__REQUEST__. From the data below, extract and reproduce verbatim the lines between the one holding "Target: player's leg" and the one holding "pixel 82 298", inclusive.

————————

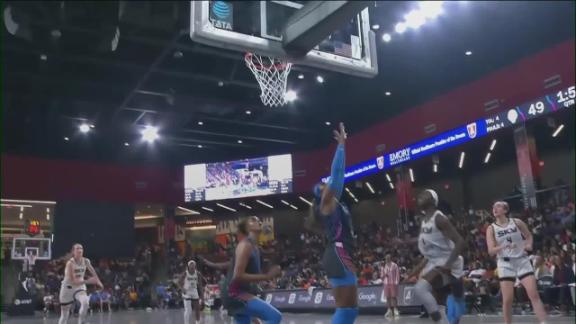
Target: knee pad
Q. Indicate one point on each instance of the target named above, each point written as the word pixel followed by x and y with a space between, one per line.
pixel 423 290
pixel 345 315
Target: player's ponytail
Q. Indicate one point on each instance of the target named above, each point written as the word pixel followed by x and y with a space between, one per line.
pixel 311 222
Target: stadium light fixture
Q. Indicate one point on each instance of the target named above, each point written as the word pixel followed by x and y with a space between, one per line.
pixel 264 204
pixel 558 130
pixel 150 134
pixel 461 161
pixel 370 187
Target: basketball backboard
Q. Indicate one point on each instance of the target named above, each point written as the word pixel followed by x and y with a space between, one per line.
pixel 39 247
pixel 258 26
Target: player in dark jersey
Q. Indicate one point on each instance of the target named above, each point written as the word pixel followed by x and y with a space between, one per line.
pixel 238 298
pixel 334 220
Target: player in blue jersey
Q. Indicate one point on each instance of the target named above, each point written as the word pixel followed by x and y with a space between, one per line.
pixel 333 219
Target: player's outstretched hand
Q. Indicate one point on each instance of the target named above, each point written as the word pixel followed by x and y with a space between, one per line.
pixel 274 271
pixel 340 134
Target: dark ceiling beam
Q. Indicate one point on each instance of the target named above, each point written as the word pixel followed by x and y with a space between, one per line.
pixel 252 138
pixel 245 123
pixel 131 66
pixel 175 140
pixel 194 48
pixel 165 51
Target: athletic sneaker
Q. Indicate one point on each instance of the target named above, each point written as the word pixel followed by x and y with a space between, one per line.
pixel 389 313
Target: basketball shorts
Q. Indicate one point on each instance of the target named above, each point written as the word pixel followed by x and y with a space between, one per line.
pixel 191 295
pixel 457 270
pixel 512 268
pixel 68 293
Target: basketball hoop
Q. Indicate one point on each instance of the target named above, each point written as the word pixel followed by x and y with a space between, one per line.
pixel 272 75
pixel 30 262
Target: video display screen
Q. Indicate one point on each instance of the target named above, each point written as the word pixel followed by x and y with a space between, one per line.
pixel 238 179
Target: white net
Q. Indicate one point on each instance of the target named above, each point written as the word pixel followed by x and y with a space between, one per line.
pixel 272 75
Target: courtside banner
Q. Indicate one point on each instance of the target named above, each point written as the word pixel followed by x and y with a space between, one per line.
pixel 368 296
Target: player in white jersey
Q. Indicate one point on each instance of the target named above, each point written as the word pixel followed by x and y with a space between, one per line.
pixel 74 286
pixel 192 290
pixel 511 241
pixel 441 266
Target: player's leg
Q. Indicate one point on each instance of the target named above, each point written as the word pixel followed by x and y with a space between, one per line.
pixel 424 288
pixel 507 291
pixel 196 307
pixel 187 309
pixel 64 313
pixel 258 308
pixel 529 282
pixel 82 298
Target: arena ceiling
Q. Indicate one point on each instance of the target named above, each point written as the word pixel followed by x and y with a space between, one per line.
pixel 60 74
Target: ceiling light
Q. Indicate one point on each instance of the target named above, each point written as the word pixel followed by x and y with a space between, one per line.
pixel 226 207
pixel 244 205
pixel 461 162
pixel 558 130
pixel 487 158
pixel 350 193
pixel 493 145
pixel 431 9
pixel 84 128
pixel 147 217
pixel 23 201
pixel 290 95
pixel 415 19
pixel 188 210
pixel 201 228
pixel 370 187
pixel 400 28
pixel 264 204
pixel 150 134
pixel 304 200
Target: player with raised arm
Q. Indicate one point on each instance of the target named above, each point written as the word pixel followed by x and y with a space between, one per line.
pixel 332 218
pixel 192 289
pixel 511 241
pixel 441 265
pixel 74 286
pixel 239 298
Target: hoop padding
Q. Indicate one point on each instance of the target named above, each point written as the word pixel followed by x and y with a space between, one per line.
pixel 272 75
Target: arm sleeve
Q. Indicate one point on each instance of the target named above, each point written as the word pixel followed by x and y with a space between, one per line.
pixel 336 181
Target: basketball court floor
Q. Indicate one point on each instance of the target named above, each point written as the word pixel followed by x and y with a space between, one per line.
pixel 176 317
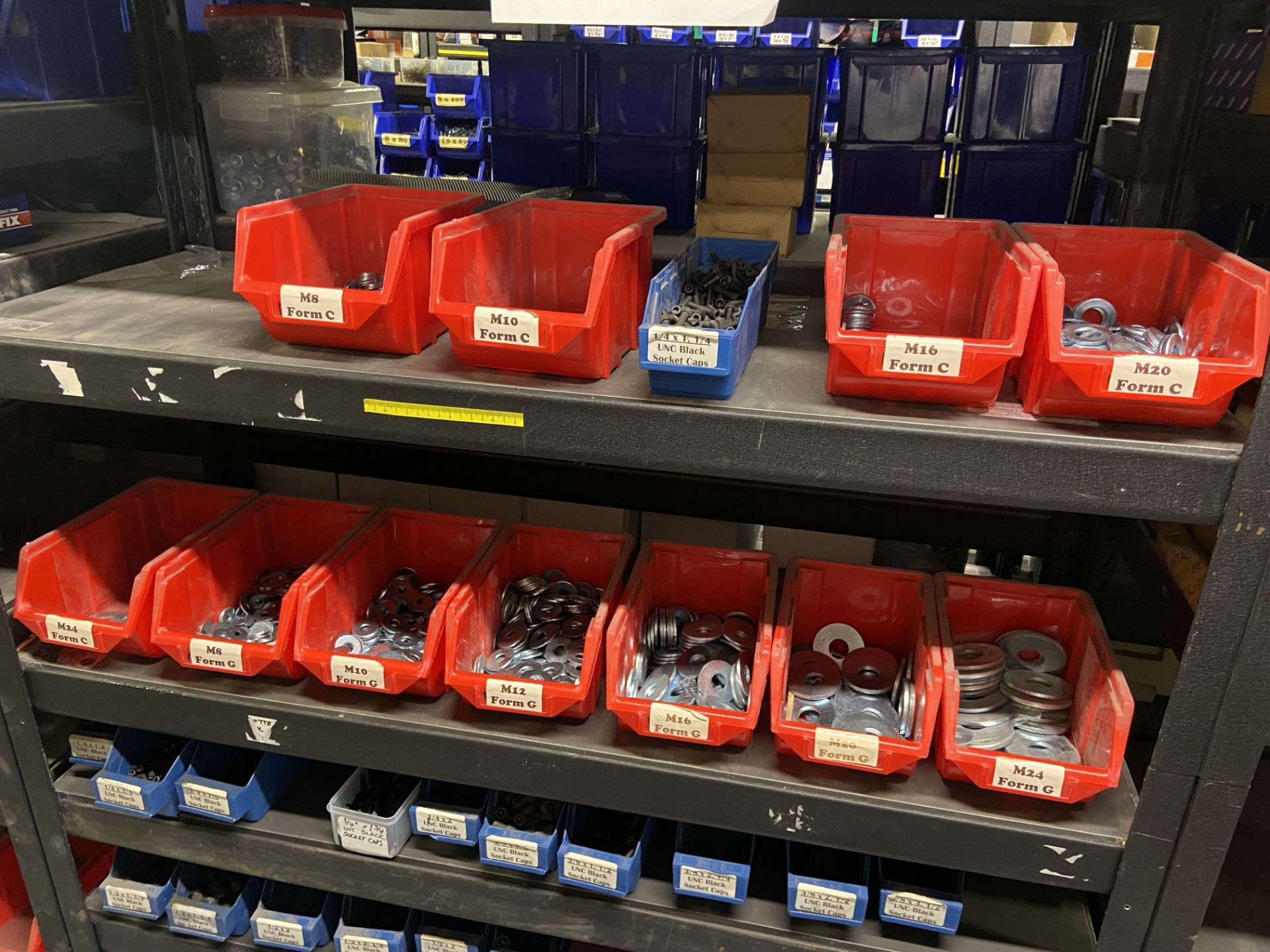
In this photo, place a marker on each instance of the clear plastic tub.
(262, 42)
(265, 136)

————————

__RIGHT ANSWER__.
Target: player's leg
Q. Indicate one point on each instance of the target named above, each point written as the word pixel followed by x and y with a space between, one per line.
pixel 424 288
pixel 507 291
pixel 196 307
pixel 187 309
pixel 64 313
pixel 258 308
pixel 529 282
pixel 82 298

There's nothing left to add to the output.